◆ TEXTO FORNECIDO:
---

Ao mesmo tempo, na capital São Paulo, o vereador de menor eleitorado contabilizou quase 14 mil votos. É mais que todos os 12,3 mil eleitores que existem em Bela Vista do Paraná e muito mais que os mil eleitores de Borá — uma das cerca de 830 cidades brasileiras que têm mais eleitores que moradores.

Enquanto o IBGE calcula 926 boraenses, a Justiça registra 1.094 eleitores. A diferença ocorre porque parte dessas pessoas se mudou, mas não transferiu o local de votação.

Além disso, também há mais trabalhadores que habitantes na cidade: 1.375 com carteira assinada, de acordo com o governo federal. O grande motor de empregos é uma usina que produz álcool e açúcar. Essa distorção acontece porque muitos empregados da empresa moram em outras cidades da região. A maior parte dos impostos arrecadados ali também não fica no município — vai para a União (IPI) e para o Estado (ICMS).

O número de empregos superior ao de residentes, contudo, é uma exceção entre os pequenos municípios. Em Mairi, no interior da Bahia, por exemplo, menos de 5% dos 18 mil moradores têm um emprego. Dentre os empregados, quase 600 trabalham na prefeitura. 

A mistura de desemprego, remuneração ínfima e falta de perspectiva empurra a maior parte da população para a dependência de programas sociais, especialmente o Bolsa Família. Atualmente, Mairi tem 4,5 mil famílias dependentes de benefícios federais. Pelas estimativas do governo, 10 mil moradores (56% dos habitantes) precisam do auxílio.

Cada vereador mairiense ganha R$ 8 mil por mês, enquanto o prefeito recebe R$ 18 mil. Em Borá, os salários são de R$ 1,8 mil e R$ 10 mil, respectivamente.

Com pouco menos de mil habitantes, o orçamento de Borá é de cerca de R$ 20 milhões em 2024 | Foto: Reprodução

Mais gente trabalhando do que morando em Borá

No caso dos trabalhadores de Borá, pouca gente quer se prender ao município, em vista das opções com mais estrutura nas proximidades.

A “vizinha pujante” é Paraguaçu Paulista, que tem cerca de 22 mil habitantes — e duas agências bancárias, sendo uma da Caixa Econômica Federal. A preferência, contudo, não ocorre apenas por causa dos bancos.

Embora exista uma Unidade Básica de Saúde em Borá, depois do meio-dia apenas enfermeiras trabalham no local — alguns dias é possível encontrar também dentistas e uma nutricionista. A partir das 17 horas, quando o estabelecimento fecha, nem isso. Apenas as ambulâncias (seis ao todo) ficam de prontidão para alguma emergência.

---

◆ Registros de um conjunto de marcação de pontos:
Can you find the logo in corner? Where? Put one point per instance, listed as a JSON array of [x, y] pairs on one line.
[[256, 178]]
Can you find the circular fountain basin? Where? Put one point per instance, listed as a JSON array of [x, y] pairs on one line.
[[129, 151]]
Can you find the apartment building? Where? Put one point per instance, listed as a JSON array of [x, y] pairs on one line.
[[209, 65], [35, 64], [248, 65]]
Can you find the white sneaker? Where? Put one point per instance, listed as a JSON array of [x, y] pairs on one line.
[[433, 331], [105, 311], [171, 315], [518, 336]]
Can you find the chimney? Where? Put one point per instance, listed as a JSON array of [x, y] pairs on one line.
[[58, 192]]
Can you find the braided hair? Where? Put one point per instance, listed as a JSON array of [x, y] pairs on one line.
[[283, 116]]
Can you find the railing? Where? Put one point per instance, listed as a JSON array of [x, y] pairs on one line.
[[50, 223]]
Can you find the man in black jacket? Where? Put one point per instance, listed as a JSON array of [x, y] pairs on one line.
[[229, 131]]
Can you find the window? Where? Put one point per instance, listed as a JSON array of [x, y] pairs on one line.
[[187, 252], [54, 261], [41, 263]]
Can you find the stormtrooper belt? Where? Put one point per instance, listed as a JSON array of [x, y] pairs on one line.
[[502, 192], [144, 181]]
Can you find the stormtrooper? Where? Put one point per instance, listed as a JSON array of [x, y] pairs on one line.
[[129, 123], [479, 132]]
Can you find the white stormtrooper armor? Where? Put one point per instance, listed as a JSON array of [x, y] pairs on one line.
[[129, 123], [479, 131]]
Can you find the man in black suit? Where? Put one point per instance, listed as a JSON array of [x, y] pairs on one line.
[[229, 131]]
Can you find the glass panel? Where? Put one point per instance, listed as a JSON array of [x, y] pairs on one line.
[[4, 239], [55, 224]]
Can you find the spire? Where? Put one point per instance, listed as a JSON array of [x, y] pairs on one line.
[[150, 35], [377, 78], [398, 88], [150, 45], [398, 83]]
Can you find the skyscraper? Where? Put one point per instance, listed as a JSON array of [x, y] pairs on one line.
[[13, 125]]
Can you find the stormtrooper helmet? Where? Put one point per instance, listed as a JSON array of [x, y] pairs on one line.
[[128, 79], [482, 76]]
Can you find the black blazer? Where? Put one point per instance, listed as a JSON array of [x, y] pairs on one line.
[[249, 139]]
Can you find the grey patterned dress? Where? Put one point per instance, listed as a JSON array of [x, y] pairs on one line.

---

◆ INSTRUÇÕES DA TAREFA:
No texto sobre Borá e outras cidades pequenas, quantas ambulâncias ficam de prontidão em Borá depois que a Unidade Básica de Saúde fecha?

◆ RESULTADO DO EXERCÍCIO:
Seis ambulâncias.